--- Instructions for the task ---
Reproduce verbatim everything in the COOP Gallery listing from "Filmmakers include: Jacklyn" down to "To Be Announced!".

--- Provided text ---
---

Microcinema: A Short Film Festival by COOP Gallery

September 30 – October 1 | Starting at 6:30 PM

COOP Gallery is pleased to present Microcinema: A Short Film Festival by COOP Gallery. Microcinema is an experimental film and video festival. This year the screening will take place outdoors at COOP Gallery in Nashville, TN over two nights, during the premiere of Artville.

Microcinema will feature work by independent film/video artists from the Southeast and beyond. The goal of our microcinematic event is to share a range of artistic expressions, cultural perspectives, and critical inquiries with Nashville’s creative community.

The two-evening event will feature screenings of over twenty short films, along with filmmaker introductions of their films and filmmaker panels. Seven awards will be handed out, including the IBFF Choice Award. Two short films, one chosen by COOP and one chosen by the International Black FIlm Festival (IBFF), will be screened both at COOP’s Microcinema and at the International Black Film Festival, which occur during the same weekend. Audience members will also have the chance to vote for one film to receive the Audience Festival Favorite award.

Filmmakers include: Jacklyn Brickman, Casey Carter, Dimitry Said Chamy, Chrimmons, Ellen Allbrey Everett, Max Andrew Fisk, Federica Foglia, Ian Joseph Greene, Cheryl Hazelton, Jonathan Onsuwan Johnson, Tariah Lane, Natalie Martinez-White, Joe Nolan, Heath Schultz, Harrison Shook, Ivette Spradin, Lenore Thomas, Hope Tucker, Cortney Warner, John Warren, Monique Wilhoit, Aram Winter, Tony S. Youngblood.

Schedule of IBFF exchange films:

Sept. 30: Screening of Jahleel and Star by Monique Wilhoit, presented by IBFF

Oct. 1: Screening of Far From the Wheel by Aram Winter, winner of COOP’s IBFF Choice Award

More Details To Be Announced!

Temple of My Familiar: Gary White

September 2nd – 23rd | Opening Reception September 2nd, 1– 9 PM

COOP is pleased to present Temple of My Familiar by Gary White. White’s work shares a multi-ethnic viewpoint highlighting less heard history and figures. Gary’s work revolves around capturing moments of the past and present with inspiration stemming from histories, lifeways, ancestors, tribal traditions, folklore, and religious practices to create hybrid archetypes. These Archetypes become personal expressions of identity, time, place, and lifeways of the old and new South. The sculptures transport the viewer back in time to revisit the past and ponder the present. These characters become guardians, guides, and storytellers. Within them hold metaphorical memory, archived experiences, and wisdom.

---

--- Stored records ---
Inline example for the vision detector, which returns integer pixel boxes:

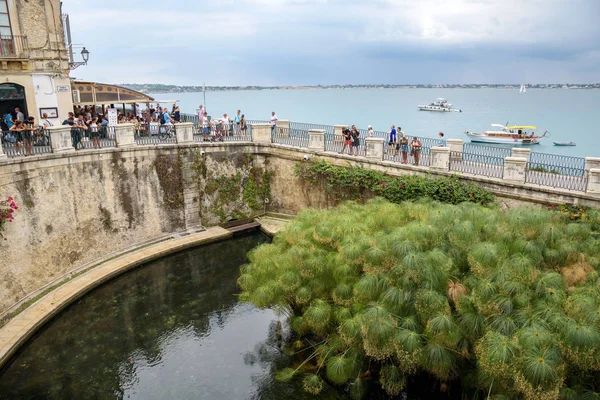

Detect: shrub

[239,198,600,399]
[295,161,494,204]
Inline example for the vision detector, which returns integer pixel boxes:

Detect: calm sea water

[152,89,600,157]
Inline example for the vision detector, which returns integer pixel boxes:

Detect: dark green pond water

[0,234,346,400]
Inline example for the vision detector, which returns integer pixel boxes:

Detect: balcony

[0,35,29,59]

---

--- Solution ---
Filmmakers include: Jacklyn Brickman, Casey Carter, Dimitry Said Chamy, Chrimmons, Ellen Allbrey Everett, Max Andrew Fisk, Federica Foglia, Ian Joseph Greene, Cheryl Hazelton, Jonathan Onsuwan Johnson, Tariah Lane, Natalie Martinez-White, Joe Nolan, Heath Schultz, Harrison Shook, Ivette Spradin, Lenore Thomas, Hope Tucker, Cortney Warner, John Warren, Monique Wilhoit, Aram Winter, Tony S. Youngblood.

Schedule of IBFF exchange films:

Sept. 30: Screening of Jahleel and Star by Monique Wilhoit, presented by IBFF

Oct. 1: Screening of Far From the Wheel by Aram Winter, winner of COOP’s IBFF Choice Award

More Details To Be Announced!